- _Supplied entries_:
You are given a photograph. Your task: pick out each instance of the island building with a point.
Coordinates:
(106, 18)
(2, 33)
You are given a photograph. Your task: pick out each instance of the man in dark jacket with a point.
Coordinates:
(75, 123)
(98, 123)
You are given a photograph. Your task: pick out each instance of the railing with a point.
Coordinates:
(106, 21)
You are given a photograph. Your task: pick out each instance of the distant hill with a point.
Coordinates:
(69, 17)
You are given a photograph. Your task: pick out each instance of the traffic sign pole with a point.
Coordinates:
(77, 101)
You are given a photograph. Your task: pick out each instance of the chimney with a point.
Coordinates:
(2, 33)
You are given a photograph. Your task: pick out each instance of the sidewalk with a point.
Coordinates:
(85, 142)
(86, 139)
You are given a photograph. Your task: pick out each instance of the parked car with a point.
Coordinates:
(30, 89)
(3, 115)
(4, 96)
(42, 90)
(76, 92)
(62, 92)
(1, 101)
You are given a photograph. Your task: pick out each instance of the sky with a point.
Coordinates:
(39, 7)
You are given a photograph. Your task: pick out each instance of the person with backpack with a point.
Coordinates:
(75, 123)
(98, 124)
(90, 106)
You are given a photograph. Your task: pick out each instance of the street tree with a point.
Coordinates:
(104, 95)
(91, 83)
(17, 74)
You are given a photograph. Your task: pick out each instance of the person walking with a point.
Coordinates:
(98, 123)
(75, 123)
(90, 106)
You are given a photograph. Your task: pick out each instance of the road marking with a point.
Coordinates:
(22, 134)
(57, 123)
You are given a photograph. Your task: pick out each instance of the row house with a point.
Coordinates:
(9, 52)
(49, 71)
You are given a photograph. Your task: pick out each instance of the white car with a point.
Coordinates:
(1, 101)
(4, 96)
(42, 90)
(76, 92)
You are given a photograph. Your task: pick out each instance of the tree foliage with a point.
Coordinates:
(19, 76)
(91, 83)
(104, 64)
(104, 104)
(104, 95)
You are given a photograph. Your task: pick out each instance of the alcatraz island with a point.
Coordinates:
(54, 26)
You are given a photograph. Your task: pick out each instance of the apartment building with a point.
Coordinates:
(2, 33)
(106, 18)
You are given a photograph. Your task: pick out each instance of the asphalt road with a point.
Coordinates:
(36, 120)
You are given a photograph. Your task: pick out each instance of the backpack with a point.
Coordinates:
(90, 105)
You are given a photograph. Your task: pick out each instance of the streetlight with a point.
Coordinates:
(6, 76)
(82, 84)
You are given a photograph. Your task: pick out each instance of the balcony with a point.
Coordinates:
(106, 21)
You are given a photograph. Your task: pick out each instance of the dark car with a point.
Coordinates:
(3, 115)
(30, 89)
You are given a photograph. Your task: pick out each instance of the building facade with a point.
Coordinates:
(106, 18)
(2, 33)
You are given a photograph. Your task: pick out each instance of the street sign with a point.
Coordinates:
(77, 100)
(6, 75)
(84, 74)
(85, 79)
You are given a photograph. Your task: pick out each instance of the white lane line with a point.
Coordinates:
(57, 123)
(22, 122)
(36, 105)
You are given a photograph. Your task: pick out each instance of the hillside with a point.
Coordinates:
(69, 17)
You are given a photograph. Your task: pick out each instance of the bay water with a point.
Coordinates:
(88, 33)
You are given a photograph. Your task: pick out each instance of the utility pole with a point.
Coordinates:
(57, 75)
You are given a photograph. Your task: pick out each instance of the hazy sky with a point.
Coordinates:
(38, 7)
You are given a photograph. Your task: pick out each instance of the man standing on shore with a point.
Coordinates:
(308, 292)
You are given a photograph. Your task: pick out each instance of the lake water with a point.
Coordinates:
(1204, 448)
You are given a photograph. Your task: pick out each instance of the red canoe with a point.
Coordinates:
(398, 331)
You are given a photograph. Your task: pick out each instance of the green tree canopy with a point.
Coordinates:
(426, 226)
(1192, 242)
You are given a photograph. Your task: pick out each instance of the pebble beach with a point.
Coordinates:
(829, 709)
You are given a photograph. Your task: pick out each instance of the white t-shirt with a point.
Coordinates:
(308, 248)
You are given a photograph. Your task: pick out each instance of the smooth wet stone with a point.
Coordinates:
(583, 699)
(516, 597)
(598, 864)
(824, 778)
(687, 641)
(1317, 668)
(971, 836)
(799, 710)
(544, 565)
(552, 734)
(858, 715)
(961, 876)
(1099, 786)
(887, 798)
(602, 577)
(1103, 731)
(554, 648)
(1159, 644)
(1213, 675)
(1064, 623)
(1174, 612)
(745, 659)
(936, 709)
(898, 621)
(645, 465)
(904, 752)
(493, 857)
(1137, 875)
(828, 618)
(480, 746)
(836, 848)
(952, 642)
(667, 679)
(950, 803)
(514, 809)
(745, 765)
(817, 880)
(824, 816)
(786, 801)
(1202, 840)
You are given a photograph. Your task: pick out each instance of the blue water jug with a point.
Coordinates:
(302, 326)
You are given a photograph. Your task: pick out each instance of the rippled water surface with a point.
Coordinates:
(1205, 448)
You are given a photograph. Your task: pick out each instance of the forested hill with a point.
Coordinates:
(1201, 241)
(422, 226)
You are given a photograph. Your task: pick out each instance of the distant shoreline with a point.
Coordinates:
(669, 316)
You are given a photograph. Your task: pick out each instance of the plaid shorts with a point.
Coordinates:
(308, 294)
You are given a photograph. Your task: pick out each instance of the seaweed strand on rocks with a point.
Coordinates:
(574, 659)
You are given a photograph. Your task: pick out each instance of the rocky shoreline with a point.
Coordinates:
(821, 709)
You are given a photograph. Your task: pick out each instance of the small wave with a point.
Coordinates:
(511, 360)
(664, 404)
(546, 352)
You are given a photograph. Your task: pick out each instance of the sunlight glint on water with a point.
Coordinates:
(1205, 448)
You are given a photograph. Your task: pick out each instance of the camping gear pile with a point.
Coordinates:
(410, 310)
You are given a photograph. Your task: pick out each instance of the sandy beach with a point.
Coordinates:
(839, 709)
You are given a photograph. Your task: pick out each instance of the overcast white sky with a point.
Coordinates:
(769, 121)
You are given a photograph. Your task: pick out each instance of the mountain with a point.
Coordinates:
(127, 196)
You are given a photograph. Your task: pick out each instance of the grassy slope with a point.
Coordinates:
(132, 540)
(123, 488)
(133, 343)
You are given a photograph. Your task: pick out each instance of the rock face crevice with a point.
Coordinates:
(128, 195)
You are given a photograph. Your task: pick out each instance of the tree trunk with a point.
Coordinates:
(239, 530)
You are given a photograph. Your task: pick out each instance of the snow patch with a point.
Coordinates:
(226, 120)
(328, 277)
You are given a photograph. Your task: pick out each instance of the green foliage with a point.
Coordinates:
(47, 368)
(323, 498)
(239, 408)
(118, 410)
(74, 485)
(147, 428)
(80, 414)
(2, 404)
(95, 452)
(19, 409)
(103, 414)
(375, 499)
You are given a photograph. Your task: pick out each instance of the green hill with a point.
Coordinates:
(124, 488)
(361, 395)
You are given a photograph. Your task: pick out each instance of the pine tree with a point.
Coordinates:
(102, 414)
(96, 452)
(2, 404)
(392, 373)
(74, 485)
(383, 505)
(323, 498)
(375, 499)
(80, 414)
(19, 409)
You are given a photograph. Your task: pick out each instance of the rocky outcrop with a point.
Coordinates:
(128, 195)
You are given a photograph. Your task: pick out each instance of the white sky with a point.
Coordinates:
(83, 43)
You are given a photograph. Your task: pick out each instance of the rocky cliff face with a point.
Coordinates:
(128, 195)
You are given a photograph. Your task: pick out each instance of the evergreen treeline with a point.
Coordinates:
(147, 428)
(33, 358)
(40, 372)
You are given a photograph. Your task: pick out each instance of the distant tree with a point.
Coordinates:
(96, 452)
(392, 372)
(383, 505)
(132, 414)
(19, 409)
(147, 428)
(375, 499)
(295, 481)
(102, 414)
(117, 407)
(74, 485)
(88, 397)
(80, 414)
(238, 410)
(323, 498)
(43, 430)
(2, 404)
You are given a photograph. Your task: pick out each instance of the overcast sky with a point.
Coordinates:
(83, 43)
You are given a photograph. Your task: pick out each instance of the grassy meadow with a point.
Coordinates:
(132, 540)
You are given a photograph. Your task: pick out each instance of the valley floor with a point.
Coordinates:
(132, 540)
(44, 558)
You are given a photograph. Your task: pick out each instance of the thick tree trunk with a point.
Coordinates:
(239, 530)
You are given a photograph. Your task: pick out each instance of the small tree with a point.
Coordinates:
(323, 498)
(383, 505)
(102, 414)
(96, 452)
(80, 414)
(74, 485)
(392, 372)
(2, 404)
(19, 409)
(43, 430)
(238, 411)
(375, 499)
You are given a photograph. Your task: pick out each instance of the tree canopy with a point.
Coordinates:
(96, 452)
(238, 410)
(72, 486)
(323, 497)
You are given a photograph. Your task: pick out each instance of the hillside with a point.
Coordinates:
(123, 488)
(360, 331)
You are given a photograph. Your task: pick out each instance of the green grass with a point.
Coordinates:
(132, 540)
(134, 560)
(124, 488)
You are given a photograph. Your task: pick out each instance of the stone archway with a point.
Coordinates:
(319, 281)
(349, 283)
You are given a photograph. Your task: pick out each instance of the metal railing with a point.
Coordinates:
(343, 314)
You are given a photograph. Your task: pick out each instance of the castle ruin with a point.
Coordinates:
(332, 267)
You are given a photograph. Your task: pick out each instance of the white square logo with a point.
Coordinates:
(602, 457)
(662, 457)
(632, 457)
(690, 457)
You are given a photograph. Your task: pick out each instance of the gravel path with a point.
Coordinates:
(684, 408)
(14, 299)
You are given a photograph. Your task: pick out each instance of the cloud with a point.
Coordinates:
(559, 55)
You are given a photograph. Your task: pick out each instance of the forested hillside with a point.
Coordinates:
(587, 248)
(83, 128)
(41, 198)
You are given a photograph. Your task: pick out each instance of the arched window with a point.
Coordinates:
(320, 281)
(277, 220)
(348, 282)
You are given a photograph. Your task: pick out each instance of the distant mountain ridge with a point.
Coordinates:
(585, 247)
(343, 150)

- _Problem to solve_: Go back to the data above and please quote exactly, and only, the lines from the line with "archway with a point." through its last line.

- _Task answer_:
You are given a photograph. Your task: pick out each instance of the stone archway with a point.
Coordinates:
(319, 281)
(349, 283)
You are given a photograph. Your task: pick out each instance of the metal railing with a point.
Coordinates:
(343, 314)
You are given a photograph. Your task: pick out each instance of the castle ruin with a point.
Coordinates:
(332, 267)
You are given a photograph. Your task: pick out each instance of the white square logo with a point.
Coordinates:
(602, 457)
(662, 457)
(632, 457)
(690, 457)
You are given a photograph. Your task: pick out each instance of the gravel path with a point.
Coordinates:
(684, 408)
(14, 299)
You are given a photograph. Your task: pick out each instance of the cloud with a point.
Coordinates:
(559, 55)
You are given a photograph. Your task: pick out each instance of the forested hillside with a point.
Coordinates:
(587, 248)
(83, 128)
(41, 198)
You are given a photograph. Your task: pick out each instance of the arched window with a point.
Coordinates:
(320, 281)
(277, 220)
(348, 282)
You are given a photograph. Your task: pick out each instance of the distant mountain ridge with a point.
Coordinates:
(585, 247)
(343, 150)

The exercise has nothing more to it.